* Document extract
[Haskell-cafe] Re: a regressive view of support for imperative
programming in Haskell
apfelmus
apfelmus at quantentunnel.de
Mon Aug 13 10:35:12 EDT 2007
Benjamin Franksen wrote:
> As has been already mentioned in this thread, in
> http://www.soi.city.ac.uk/~ross/papers/Applicative.html Conor McBride and
> Ross Paterson invent/explain a new type class that is now part of the base
> package (Control.Applicative). They also use/propose syntactic sugar for
> it, i.e.
>
> pure f <*> u1 <*> ... <*> un
>
> ~~> (| f u1 ... un |)
>
> (I just made up the symbols '(|' and '|)', the concrete syntax would have to
> be fixed by people more knowledgeable than me.)
The problem with [| and |] lifted to monads that this only works for
fully applied arguments, i.e. that
handle :: IO Handle
string :: IO String
[| hPutStr handle string |] :: IO ()
works but
[| hPutStr handle |]
= join (return hPutStr `ap` handle)
^= join ((f :: m (a -> b -> m c)) `ap` (x :: m a))
= join ( y :: m (b -> m c))
is a type error.
I think this is also what makes the (<- action) proposal so non-local
and what is the source of this whole discussion. The core problem is:
Functions like a -> b -> m c can't be partially applied to
monadic actions like m a without specifying the number of
arguments in advance. In other words, such functions aren't
curried correctly.
Clearly, LiftMn specifies the number of arguments. But _both_ the (<-)
proposal and idiom brackets specify the number of arguments too! Namely
by requiring that all arguments are fully applied. So, neither one is
capable of partially applying the first argument without saturating the
call, you can only write
handle :: IO Handle
-- define putStr in terms of the above hPutStr
putStr :: String -> IO ()

* Work item A
Answer each of these questions about the Haskell-cafe post on imperative programming in Haskell, one answer per line:
(i) Which module of the base package now holds the type class that McBride and Paterson explain?
(ii) What type does the post give for `string`?
(iii) According to the post, what is the result of `[| hPutStr handle |]`?
* Work item B
Pick up the Haskell-cafe post on partially applying monadic functions where its text stops, and write what comes next.

* Input data

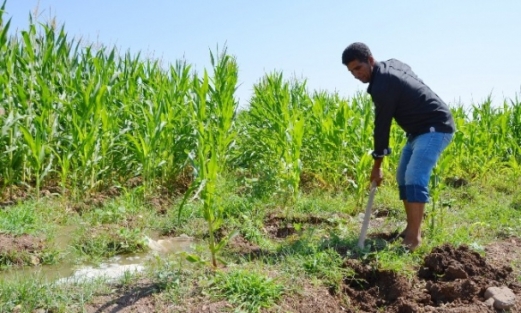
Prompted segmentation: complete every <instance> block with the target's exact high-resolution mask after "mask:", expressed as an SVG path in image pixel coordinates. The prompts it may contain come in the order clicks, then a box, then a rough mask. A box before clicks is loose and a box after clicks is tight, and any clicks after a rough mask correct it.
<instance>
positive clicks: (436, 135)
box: [396, 132, 454, 203]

* Output A
(i) Control.Applicative
(ii) IO String
(iii) It is a type error.

* Output B
putStr = \x -> [| hPutStr handle (return x) |]
putStr = \x -> do { hPutStr (<- handle) x }
One way to get currying for monads is to work with functions
m a -> m b -> m c
However, this type is larger than a -> b -> m c , i.e. the function
from :: Monad m => (a -> b -> m c) -> (m a -> m b -> m c)
from f ma mb = ma >>= \a -> mb >>= \b -> f a b
is not surjective since we could perform the actions in a different order
from2 f ma mb = mb >>= \b -> ma >>= \a -> f a b
In other words, if someone gives you a value of type m a -> m b -> m c
, then you can't convert it to a -> b -> m c and back without
risking that you end up with a different result.
But there is another type suitable for currying
m (a -> m (b -> m c))
which I believe is in some way equivalent to a -> b -> m c
from :: Monad m => (a -> b -> m c) -> m (a -> m (b -> m c))
from f = return $ \a -> return $ \b -> f a b
to :: Monad m => m (a -> m (b -> m c)) -> (a -> b -> m c)
to f a b = f >>= \g -> g a >>= \h -> h b
but I'm not sure. My assumption is that we have an equivalence
forall a,b . m (a -> m b) ~ (a -> m b)
because any side effect executed by the extra m on the outside can well
be delayed until we are supplied a value a. Well, at least when all
arguments are fully applied, for some notion of "fully applied"
Anyway, here's how to curry with that type:
(@) :: Monad m => m (a -> m b) -> (m a -> m b)
(@) f x = join (f `ap` x)
hPutStr :: IO (Handle -> IO (String -> IO ()))
handle :: IO Handle
putStr :: IO (String -> IO ())
putStr = hPutStr @ handle
With the infix type synonym
type (~>) a b = a -> IO b
we can also write
hPutStr :: IO (Handle ~> String ~> () )
putStr :: IO (String ~> () )
This is of course the Kleisli-Arrow which explains why currying works.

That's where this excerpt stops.